[TASK STATEMENT]:
Count the lines in the data below that contain the string "Query", matching case exactly. Reply with the number only.

[Begin INFORMATION GIVEN]

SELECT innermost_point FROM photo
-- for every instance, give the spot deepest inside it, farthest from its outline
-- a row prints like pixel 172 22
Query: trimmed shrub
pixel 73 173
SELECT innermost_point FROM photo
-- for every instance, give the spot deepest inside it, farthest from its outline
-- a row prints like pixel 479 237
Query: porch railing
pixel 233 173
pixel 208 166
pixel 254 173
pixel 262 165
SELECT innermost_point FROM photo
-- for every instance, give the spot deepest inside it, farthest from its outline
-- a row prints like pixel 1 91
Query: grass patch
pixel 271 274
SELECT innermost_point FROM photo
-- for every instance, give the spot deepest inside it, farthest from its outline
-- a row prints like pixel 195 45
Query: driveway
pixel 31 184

[End INFORMATION GIVEN]
[Begin INFORMATION GIVEN]

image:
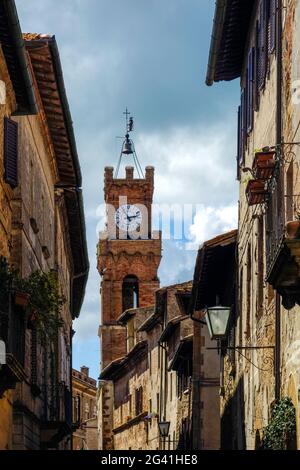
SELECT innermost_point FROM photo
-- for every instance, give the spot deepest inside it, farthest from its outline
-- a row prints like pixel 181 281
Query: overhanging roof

[End INFORMATION GIVEN]
[Begin INFORMATION GIVEN]

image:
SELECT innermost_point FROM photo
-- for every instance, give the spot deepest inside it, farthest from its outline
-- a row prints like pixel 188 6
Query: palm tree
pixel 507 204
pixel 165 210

[End INFORMATION GIVEN]

[RESULT BELOW]:
6